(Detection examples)
******
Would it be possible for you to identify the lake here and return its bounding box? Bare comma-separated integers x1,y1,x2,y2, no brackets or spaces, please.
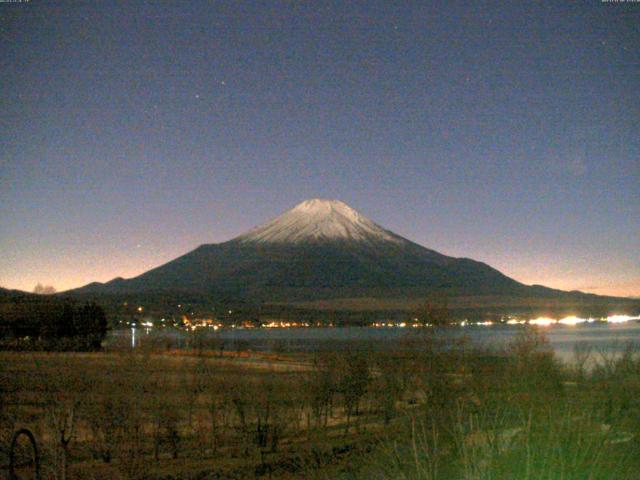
114,320,640,361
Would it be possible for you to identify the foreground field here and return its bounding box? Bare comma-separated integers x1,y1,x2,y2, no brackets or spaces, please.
0,332,640,479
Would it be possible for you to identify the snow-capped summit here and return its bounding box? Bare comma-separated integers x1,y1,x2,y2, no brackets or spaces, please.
236,198,406,243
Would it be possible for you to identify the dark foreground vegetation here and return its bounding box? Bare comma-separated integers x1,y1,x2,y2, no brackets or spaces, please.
0,293,107,351
0,330,640,480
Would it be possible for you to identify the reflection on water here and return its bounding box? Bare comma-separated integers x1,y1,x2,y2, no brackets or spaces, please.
115,317,640,361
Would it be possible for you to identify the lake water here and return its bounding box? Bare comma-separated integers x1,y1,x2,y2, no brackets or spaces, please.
114,320,640,361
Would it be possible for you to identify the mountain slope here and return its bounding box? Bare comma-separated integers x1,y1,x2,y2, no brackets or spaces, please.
65,199,636,316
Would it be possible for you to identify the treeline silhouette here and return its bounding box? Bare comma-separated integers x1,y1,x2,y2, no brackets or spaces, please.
0,295,107,351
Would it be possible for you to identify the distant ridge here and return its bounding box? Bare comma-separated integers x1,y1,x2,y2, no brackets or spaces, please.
64,199,632,316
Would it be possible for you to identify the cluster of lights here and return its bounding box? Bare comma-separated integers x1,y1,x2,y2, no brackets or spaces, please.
520,315,640,327
262,320,311,328
371,322,422,328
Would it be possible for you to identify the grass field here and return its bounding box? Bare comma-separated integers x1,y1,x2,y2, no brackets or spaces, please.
0,332,640,480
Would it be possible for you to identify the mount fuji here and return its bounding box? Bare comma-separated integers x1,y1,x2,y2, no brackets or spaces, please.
64,199,636,316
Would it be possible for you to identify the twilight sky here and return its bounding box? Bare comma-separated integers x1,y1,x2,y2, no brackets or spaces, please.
0,0,640,295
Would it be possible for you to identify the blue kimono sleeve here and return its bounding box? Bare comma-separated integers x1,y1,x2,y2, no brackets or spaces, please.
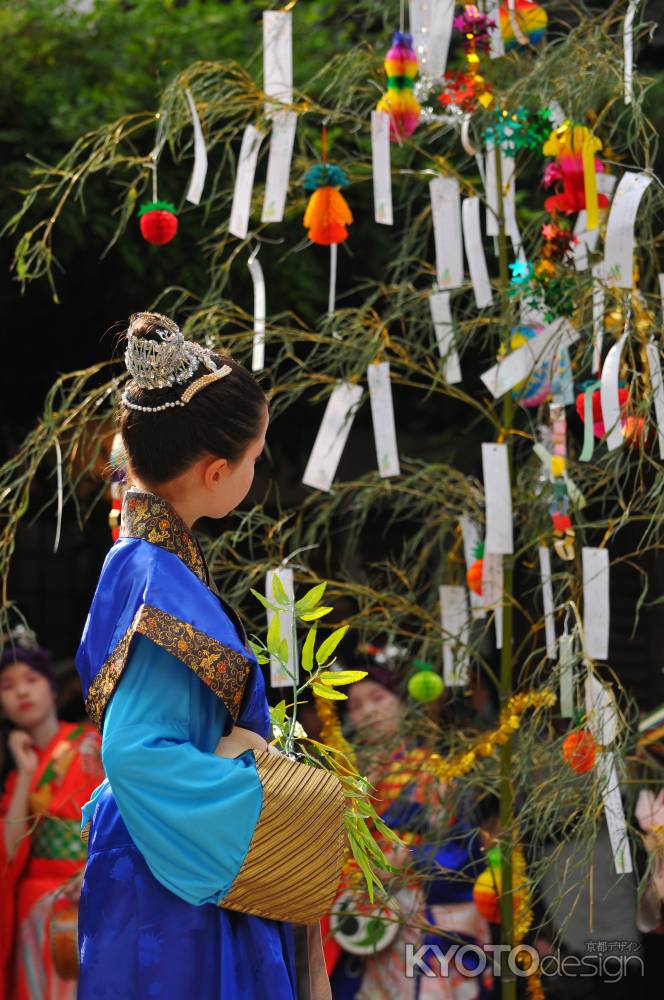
96,636,263,905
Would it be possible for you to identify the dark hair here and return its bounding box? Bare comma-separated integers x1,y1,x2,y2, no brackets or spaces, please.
118,313,267,486
0,644,57,691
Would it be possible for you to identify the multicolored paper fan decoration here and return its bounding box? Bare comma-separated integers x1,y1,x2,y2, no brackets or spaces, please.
304,163,353,246
500,0,549,52
138,201,178,246
376,31,421,142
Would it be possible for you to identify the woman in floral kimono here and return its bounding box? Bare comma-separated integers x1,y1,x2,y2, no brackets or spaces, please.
0,638,103,1000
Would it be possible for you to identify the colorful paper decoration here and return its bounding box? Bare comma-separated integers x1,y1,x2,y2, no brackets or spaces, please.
500,0,549,52
138,201,178,246
376,31,420,142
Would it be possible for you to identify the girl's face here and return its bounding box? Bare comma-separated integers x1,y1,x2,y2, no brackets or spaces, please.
212,406,270,517
0,661,55,730
348,680,403,743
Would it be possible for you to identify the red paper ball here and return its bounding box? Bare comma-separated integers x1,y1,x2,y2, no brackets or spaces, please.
139,201,178,246
563,729,596,774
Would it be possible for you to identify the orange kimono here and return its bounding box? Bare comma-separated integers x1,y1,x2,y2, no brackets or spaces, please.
0,722,103,1000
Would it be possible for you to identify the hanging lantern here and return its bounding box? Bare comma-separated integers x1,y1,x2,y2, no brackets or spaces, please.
563,729,596,774
138,201,178,246
408,660,445,702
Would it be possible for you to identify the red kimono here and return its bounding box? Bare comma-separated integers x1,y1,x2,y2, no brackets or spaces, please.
0,722,104,1000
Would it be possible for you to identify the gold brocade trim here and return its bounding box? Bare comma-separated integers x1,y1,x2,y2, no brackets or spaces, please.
219,750,344,924
85,604,251,730
120,489,208,584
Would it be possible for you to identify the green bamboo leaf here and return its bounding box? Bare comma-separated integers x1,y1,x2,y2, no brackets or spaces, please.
316,625,350,667
299,607,334,622
302,625,316,673
295,583,327,614
311,684,348,701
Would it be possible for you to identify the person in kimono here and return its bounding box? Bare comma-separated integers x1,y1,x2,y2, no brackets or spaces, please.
0,630,103,1000
77,313,343,1000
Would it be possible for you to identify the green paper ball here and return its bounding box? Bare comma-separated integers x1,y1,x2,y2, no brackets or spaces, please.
408,670,445,701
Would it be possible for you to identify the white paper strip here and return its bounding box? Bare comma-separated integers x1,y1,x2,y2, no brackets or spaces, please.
247,248,265,372
599,333,628,451
367,361,401,479
462,197,493,309
429,177,463,288
480,319,580,399
263,10,293,118
538,545,556,660
581,548,610,660
265,568,298,687
409,0,454,77
597,753,633,875
482,444,514,555
429,292,461,385
261,111,297,222
558,632,574,719
371,111,393,226
459,514,486,618
439,587,469,687
228,125,263,240
573,173,617,271
623,0,640,104
184,90,207,205
591,264,606,375
604,172,652,288
302,382,362,490
482,551,503,649
646,340,664,458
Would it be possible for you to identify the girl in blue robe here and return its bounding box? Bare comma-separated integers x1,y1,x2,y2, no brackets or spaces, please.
77,313,343,1000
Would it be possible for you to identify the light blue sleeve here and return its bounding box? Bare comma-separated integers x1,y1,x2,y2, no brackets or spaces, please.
101,636,263,905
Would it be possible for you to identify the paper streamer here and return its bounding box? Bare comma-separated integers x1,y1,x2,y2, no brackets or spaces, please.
184,89,207,205
646,340,664,458
599,333,628,451
228,125,264,240
263,10,293,118
438,587,469,687
459,514,486,618
371,111,394,226
604,173,652,288
480,319,580,399
482,549,503,649
538,545,556,660
302,382,362,491
462,197,493,309
558,632,574,719
623,0,640,104
429,177,463,288
429,292,461,385
581,548,610,660
409,0,454,77
596,753,633,875
265,568,298,687
573,173,617,271
247,244,266,372
591,264,606,374
367,361,401,479
261,111,297,222
482,444,514,555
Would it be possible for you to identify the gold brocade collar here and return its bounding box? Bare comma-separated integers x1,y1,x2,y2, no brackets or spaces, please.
120,489,210,586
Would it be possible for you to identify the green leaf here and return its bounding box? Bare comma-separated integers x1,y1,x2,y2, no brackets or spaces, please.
299,607,334,622
316,625,350,667
272,573,291,605
302,625,316,673
318,670,367,687
295,583,327,614
311,684,348,701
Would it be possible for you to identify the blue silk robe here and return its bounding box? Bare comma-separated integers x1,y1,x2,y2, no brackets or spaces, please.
76,491,341,1000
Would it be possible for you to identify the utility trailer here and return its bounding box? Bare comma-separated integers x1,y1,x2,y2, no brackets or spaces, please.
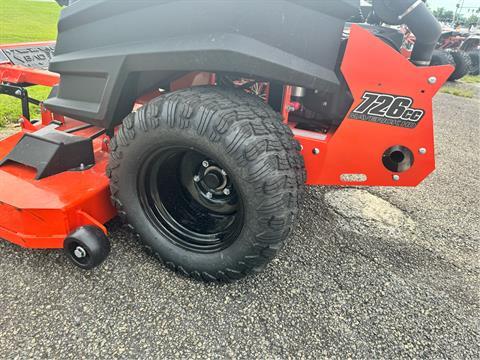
0,0,453,281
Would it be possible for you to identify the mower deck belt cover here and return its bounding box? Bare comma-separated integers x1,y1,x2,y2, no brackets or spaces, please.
0,127,95,180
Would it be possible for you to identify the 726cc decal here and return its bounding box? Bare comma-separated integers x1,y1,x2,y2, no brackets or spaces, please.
350,91,425,128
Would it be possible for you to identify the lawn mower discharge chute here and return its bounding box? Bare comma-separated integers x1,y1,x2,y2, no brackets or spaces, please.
0,0,453,281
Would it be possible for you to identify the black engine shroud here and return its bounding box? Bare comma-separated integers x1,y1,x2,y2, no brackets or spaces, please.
45,0,360,128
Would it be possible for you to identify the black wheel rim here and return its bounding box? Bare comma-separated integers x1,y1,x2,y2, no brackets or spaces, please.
67,241,91,267
138,147,244,253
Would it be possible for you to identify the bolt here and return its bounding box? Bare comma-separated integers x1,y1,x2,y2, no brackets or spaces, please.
73,246,87,259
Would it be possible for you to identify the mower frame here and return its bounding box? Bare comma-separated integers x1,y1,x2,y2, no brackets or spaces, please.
0,25,452,248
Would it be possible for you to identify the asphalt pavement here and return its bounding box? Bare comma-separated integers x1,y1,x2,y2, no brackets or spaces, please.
0,94,480,359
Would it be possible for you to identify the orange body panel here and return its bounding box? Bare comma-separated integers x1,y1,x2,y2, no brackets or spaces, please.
294,26,454,186
0,125,116,249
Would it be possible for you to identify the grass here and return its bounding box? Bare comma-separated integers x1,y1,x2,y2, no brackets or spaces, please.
440,86,475,99
0,0,60,127
461,75,480,84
******
Requirement: Filter the entries above down to the lines that contain the word "blue", and copy each such line. Case counts, so a capitalized or uppercase form does not match.

Problem solution:
Would it be possible for you to identify the blue kimono sleeve here and return its bounding box? Bare comma-separated integers x1,y1,x2,y2, no brackets or spaces, please.
Would it be possible for you to identify the girl in blue robe here and return its bounding box? Bare comma-separated integers x1,y1,x2,y2, no brackets or spaces, please.
Would it be possible for you to identify the light blue sleeve here and return its bounding box? Bare comma-separated integers x1,y1,x2,y2, no brackets or spaces, please.
Would it be possible for you to identify the blue silk robe here and return its bounding box? Bare comma-separated integers x1,y1,x2,y2, no brackets or spaces, please.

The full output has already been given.